• **Given records**:

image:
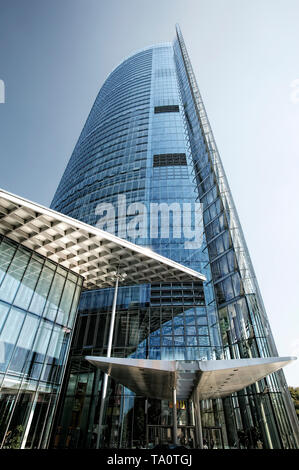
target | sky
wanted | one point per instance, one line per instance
(56, 54)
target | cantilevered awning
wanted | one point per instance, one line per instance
(93, 253)
(213, 379)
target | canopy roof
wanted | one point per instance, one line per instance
(213, 379)
(91, 252)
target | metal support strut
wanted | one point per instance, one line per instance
(105, 380)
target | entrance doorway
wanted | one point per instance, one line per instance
(158, 435)
(213, 437)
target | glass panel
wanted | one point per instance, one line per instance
(9, 336)
(66, 302)
(28, 284)
(15, 272)
(42, 289)
(24, 343)
(74, 307)
(36, 357)
(54, 297)
(4, 308)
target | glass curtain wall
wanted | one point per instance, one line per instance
(263, 412)
(38, 304)
(147, 138)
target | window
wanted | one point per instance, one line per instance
(170, 159)
(167, 109)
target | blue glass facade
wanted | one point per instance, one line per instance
(147, 138)
(38, 305)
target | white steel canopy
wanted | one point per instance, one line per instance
(212, 379)
(91, 252)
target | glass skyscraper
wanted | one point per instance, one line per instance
(147, 143)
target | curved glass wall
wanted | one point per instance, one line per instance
(144, 145)
(38, 304)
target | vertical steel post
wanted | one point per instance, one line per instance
(105, 381)
(174, 417)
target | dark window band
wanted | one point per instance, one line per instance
(167, 109)
(170, 159)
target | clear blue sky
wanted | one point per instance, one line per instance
(55, 55)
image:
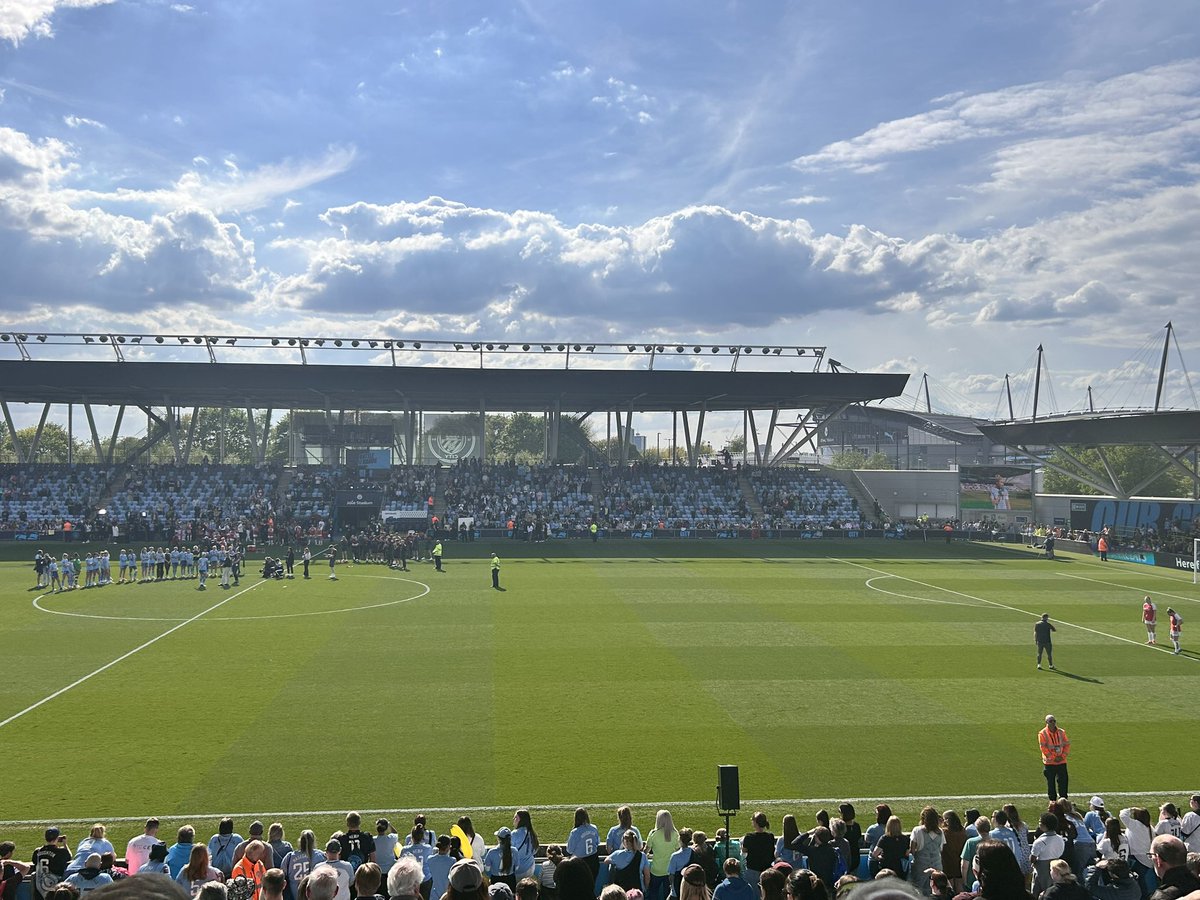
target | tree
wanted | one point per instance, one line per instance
(52, 448)
(879, 461)
(849, 460)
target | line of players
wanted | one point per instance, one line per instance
(150, 565)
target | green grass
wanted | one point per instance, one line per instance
(592, 679)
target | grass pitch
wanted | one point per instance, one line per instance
(825, 670)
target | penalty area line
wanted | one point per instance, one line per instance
(1012, 609)
(76, 683)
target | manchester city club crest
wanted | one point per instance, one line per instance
(451, 448)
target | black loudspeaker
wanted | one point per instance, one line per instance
(727, 793)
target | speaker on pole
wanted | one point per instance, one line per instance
(727, 793)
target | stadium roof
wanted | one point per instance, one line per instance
(1167, 429)
(443, 389)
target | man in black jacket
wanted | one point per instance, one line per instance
(1171, 867)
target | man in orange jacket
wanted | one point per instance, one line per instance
(1054, 744)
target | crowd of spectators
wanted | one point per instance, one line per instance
(41, 497)
(642, 497)
(516, 496)
(1067, 853)
(185, 504)
(796, 498)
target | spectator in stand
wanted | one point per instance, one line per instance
(629, 867)
(1170, 858)
(999, 875)
(893, 851)
(759, 847)
(95, 843)
(1139, 834)
(280, 847)
(137, 852)
(343, 870)
(1111, 880)
(927, 849)
(478, 849)
(222, 846)
(583, 841)
(694, 885)
(617, 833)
(660, 844)
(679, 861)
(180, 852)
(366, 882)
(573, 879)
(735, 887)
(300, 862)
(954, 839)
(385, 847)
(90, 876)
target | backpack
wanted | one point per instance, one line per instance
(839, 865)
(240, 888)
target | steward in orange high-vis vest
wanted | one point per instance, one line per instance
(1055, 745)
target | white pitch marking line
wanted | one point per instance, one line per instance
(910, 597)
(1127, 587)
(657, 804)
(1012, 609)
(76, 683)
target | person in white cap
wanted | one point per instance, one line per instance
(1095, 817)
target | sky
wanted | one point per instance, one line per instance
(923, 186)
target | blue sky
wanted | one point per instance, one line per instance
(922, 186)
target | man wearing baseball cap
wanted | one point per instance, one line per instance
(1055, 745)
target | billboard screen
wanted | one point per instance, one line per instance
(995, 487)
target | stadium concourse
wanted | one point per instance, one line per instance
(941, 855)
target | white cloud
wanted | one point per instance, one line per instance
(1132, 112)
(78, 121)
(22, 18)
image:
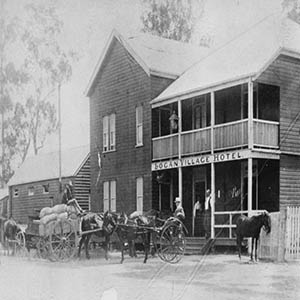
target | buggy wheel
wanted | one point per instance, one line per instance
(20, 244)
(63, 241)
(172, 243)
(43, 248)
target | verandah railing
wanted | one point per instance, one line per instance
(225, 136)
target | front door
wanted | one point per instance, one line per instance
(199, 199)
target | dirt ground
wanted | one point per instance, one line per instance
(195, 277)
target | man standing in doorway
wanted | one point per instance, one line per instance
(179, 211)
(207, 213)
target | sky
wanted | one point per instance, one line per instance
(88, 24)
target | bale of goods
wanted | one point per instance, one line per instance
(46, 219)
(71, 209)
(45, 211)
(73, 216)
(59, 208)
(62, 216)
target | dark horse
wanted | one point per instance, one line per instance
(128, 230)
(250, 228)
(93, 222)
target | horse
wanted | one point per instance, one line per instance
(250, 228)
(129, 229)
(92, 221)
(10, 231)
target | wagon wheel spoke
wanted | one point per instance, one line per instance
(63, 241)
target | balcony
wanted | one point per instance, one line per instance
(226, 136)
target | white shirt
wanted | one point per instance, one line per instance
(207, 202)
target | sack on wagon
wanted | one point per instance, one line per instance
(59, 208)
(46, 219)
(62, 216)
(45, 211)
(71, 209)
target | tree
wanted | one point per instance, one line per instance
(171, 19)
(293, 9)
(48, 67)
(11, 78)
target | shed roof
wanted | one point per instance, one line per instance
(245, 56)
(46, 166)
(158, 56)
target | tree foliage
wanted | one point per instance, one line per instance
(171, 19)
(11, 79)
(28, 90)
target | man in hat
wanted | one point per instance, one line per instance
(179, 211)
(207, 213)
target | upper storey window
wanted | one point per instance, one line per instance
(139, 125)
(109, 133)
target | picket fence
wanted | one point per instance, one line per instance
(292, 241)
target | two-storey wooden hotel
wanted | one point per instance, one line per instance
(227, 120)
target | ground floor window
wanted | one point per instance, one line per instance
(109, 195)
(139, 194)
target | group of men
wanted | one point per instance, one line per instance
(180, 214)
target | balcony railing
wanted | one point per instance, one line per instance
(226, 136)
(265, 133)
(196, 141)
(231, 134)
(165, 146)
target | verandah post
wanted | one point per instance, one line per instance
(179, 149)
(213, 187)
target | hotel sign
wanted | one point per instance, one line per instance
(200, 160)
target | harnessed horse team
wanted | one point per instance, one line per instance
(110, 222)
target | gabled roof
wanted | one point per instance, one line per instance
(246, 56)
(45, 166)
(156, 55)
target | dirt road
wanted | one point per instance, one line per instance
(195, 277)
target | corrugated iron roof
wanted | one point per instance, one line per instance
(46, 166)
(245, 56)
(158, 56)
(164, 55)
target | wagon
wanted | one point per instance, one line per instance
(168, 236)
(56, 240)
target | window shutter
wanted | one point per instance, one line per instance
(139, 194)
(113, 196)
(112, 130)
(105, 133)
(139, 125)
(105, 196)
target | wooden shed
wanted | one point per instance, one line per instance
(36, 183)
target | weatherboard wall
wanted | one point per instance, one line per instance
(285, 72)
(122, 85)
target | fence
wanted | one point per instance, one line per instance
(283, 242)
(292, 245)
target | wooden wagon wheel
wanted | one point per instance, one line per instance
(43, 248)
(172, 242)
(20, 243)
(63, 241)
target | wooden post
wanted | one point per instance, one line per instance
(179, 149)
(250, 114)
(59, 137)
(282, 235)
(213, 187)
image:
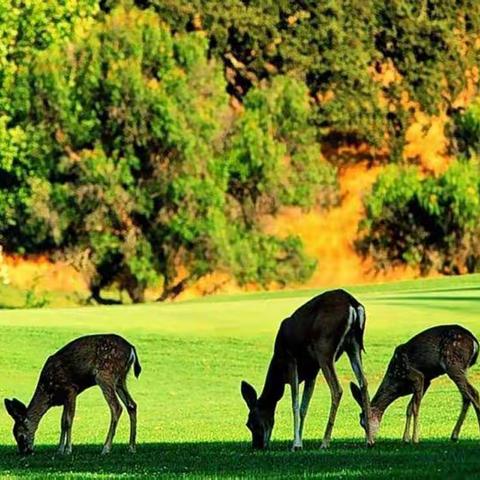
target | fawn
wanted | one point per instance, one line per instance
(102, 360)
(446, 349)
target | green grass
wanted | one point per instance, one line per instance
(191, 416)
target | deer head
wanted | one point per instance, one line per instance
(23, 430)
(395, 383)
(260, 420)
(374, 418)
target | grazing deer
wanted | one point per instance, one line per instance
(446, 349)
(313, 338)
(102, 360)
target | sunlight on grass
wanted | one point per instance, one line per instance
(191, 416)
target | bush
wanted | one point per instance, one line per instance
(426, 222)
(130, 164)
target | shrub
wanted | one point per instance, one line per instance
(426, 222)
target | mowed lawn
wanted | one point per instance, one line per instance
(191, 415)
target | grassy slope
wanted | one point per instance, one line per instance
(191, 416)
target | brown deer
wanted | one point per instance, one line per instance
(102, 360)
(313, 338)
(446, 349)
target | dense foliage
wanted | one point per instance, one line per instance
(338, 47)
(138, 171)
(430, 222)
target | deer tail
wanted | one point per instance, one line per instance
(137, 368)
(476, 349)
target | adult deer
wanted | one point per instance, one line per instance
(313, 338)
(102, 360)
(446, 349)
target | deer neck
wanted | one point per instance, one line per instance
(274, 385)
(38, 406)
(382, 400)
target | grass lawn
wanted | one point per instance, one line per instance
(191, 416)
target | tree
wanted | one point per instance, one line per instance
(425, 222)
(130, 162)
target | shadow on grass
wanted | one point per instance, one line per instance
(393, 459)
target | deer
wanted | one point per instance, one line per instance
(102, 360)
(313, 338)
(445, 349)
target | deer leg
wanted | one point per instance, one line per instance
(65, 446)
(410, 413)
(461, 419)
(418, 391)
(406, 434)
(108, 391)
(336, 395)
(469, 394)
(297, 441)
(131, 407)
(307, 395)
(355, 358)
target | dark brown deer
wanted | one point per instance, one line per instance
(102, 360)
(446, 349)
(313, 338)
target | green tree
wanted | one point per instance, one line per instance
(130, 155)
(426, 222)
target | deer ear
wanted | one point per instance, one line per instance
(357, 394)
(249, 394)
(15, 408)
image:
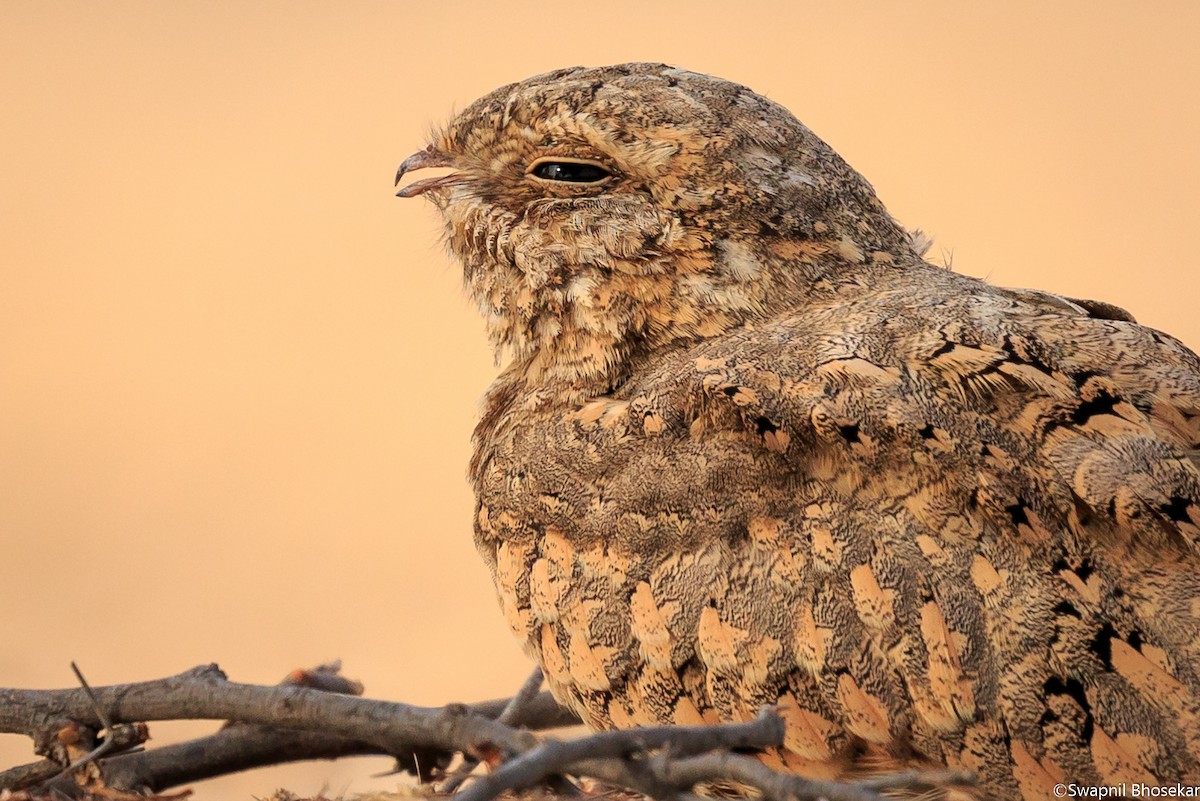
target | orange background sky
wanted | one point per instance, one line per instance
(238, 378)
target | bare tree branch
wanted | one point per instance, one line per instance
(556, 757)
(317, 715)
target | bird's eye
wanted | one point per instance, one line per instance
(569, 172)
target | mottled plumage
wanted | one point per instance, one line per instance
(751, 449)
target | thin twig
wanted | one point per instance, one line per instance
(511, 715)
(556, 757)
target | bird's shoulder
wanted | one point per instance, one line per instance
(1043, 413)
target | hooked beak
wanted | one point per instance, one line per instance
(420, 160)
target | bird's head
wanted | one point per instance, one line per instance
(601, 214)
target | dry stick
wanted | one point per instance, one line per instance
(556, 757)
(195, 694)
(205, 693)
(781, 787)
(511, 715)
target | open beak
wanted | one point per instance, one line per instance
(420, 160)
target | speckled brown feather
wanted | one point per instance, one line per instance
(750, 449)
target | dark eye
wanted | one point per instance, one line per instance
(570, 172)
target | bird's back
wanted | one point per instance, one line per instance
(940, 523)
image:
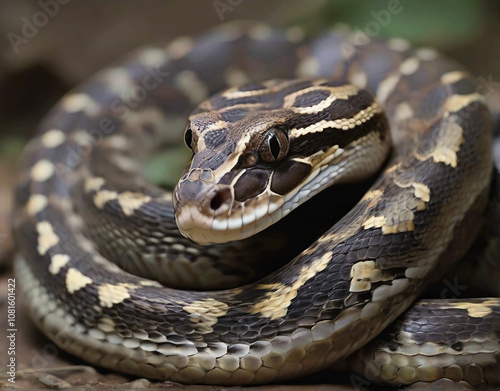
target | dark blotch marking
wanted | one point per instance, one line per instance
(250, 184)
(288, 175)
(214, 138)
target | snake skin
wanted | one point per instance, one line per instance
(80, 182)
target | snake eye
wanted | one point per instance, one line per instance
(274, 146)
(188, 137)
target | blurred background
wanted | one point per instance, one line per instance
(49, 46)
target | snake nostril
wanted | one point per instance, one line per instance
(220, 198)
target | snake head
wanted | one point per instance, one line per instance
(262, 150)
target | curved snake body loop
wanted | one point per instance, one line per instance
(255, 148)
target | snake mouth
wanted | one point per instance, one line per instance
(212, 215)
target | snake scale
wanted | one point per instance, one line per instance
(278, 120)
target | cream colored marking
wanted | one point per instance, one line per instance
(374, 222)
(374, 196)
(341, 123)
(260, 32)
(206, 312)
(448, 143)
(235, 93)
(93, 184)
(394, 221)
(180, 47)
(110, 294)
(103, 196)
(453, 77)
(427, 54)
(386, 87)
(46, 237)
(295, 34)
(191, 86)
(57, 262)
(363, 272)
(52, 138)
(308, 67)
(422, 191)
(152, 57)
(409, 66)
(36, 203)
(398, 44)
(80, 102)
(342, 92)
(42, 170)
(75, 280)
(276, 302)
(130, 201)
(456, 102)
(403, 112)
(476, 310)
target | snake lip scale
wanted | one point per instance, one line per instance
(272, 120)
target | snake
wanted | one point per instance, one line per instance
(125, 274)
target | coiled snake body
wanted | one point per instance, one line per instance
(259, 151)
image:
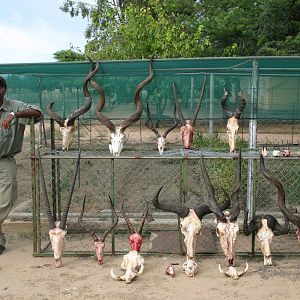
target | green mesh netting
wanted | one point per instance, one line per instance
(277, 79)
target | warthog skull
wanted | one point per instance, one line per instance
(117, 132)
(190, 221)
(161, 138)
(133, 265)
(99, 242)
(233, 118)
(288, 214)
(187, 128)
(233, 272)
(227, 225)
(135, 237)
(58, 230)
(265, 226)
(189, 267)
(67, 126)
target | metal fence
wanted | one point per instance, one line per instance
(133, 179)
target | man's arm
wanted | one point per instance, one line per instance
(28, 113)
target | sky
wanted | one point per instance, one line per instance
(32, 30)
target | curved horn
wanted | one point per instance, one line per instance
(63, 221)
(167, 131)
(281, 194)
(194, 117)
(181, 117)
(237, 113)
(224, 105)
(211, 193)
(136, 116)
(45, 194)
(180, 210)
(130, 227)
(145, 214)
(102, 239)
(149, 122)
(53, 115)
(89, 231)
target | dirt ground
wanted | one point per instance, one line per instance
(25, 277)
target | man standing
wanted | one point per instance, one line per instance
(14, 115)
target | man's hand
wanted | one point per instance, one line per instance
(7, 122)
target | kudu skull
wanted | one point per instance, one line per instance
(187, 128)
(133, 262)
(67, 126)
(161, 138)
(289, 215)
(227, 225)
(58, 230)
(233, 118)
(99, 241)
(265, 227)
(190, 221)
(117, 133)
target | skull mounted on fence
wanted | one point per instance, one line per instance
(190, 221)
(233, 118)
(99, 241)
(58, 229)
(289, 215)
(67, 126)
(265, 227)
(161, 138)
(227, 225)
(117, 133)
(187, 129)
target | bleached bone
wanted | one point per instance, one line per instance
(58, 230)
(233, 118)
(117, 132)
(99, 241)
(190, 268)
(190, 220)
(292, 217)
(161, 138)
(227, 225)
(67, 126)
(233, 272)
(265, 226)
(187, 128)
(133, 265)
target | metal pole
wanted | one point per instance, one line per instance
(211, 105)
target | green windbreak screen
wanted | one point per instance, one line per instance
(271, 86)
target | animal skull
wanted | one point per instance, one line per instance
(233, 118)
(265, 236)
(133, 265)
(227, 233)
(233, 273)
(189, 267)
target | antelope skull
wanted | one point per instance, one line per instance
(233, 272)
(265, 227)
(190, 221)
(289, 215)
(58, 230)
(227, 225)
(133, 265)
(161, 138)
(187, 128)
(99, 242)
(117, 132)
(233, 118)
(67, 126)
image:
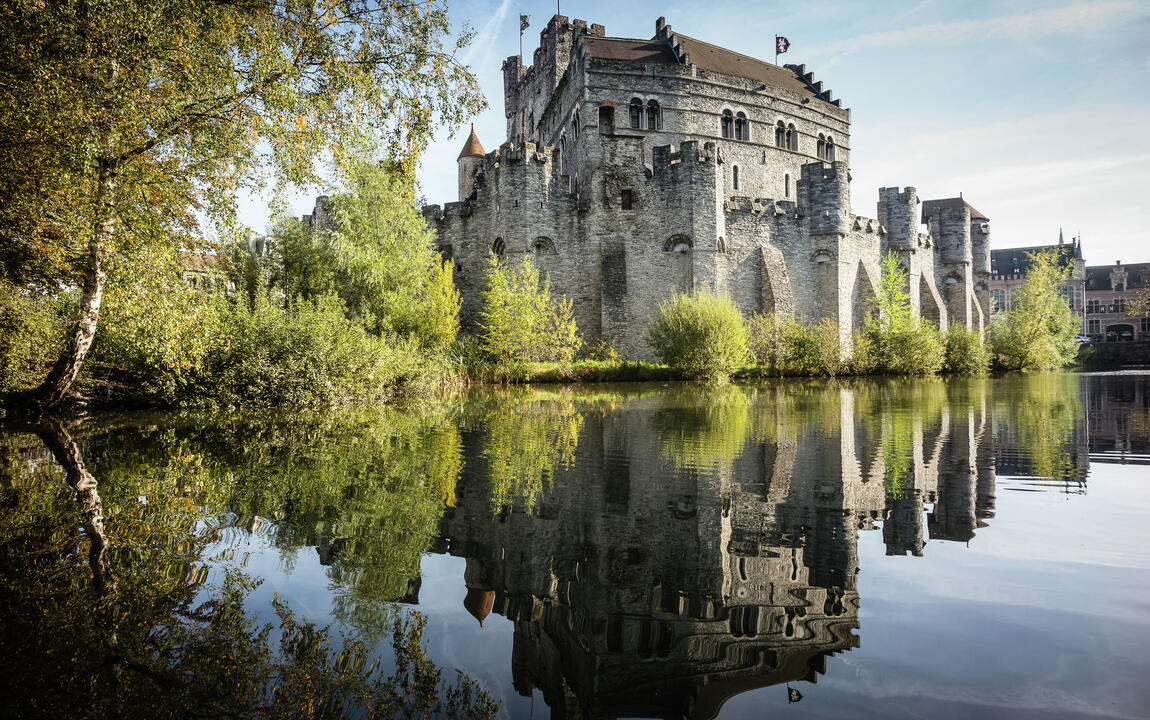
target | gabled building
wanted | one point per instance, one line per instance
(637, 168)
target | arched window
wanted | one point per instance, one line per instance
(728, 124)
(654, 117)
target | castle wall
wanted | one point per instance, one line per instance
(782, 238)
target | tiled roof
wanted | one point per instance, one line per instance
(704, 55)
(472, 147)
(950, 204)
(1137, 276)
(1007, 261)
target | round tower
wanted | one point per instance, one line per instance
(470, 161)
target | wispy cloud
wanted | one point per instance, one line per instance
(482, 51)
(1078, 18)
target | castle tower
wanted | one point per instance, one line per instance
(470, 162)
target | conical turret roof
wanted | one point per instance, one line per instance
(472, 147)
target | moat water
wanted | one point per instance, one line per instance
(911, 549)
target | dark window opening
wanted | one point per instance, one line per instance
(654, 117)
(636, 113)
(606, 121)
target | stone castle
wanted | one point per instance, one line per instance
(635, 169)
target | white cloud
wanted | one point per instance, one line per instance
(1078, 18)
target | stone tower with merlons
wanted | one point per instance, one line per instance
(634, 169)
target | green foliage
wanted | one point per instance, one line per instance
(699, 334)
(128, 124)
(378, 257)
(1039, 331)
(520, 321)
(787, 346)
(966, 352)
(32, 326)
(894, 342)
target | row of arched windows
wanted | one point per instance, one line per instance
(786, 136)
(735, 125)
(545, 246)
(645, 116)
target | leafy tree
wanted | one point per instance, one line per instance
(1039, 331)
(119, 119)
(700, 334)
(521, 322)
(378, 255)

• **About this exercise**: From the listing above, repeat exactly the lines starting at the line that includes "target | metal pole" and ending at the line that includes "target | animal skull", with nothing outside that span.

• **Problem solution**:
target | metal pole
wanted | one point per instance, one line per instance
(211, 105)
target | green windbreak screen
wanted | one point per instance, one line per instance
(271, 86)
target | animal skull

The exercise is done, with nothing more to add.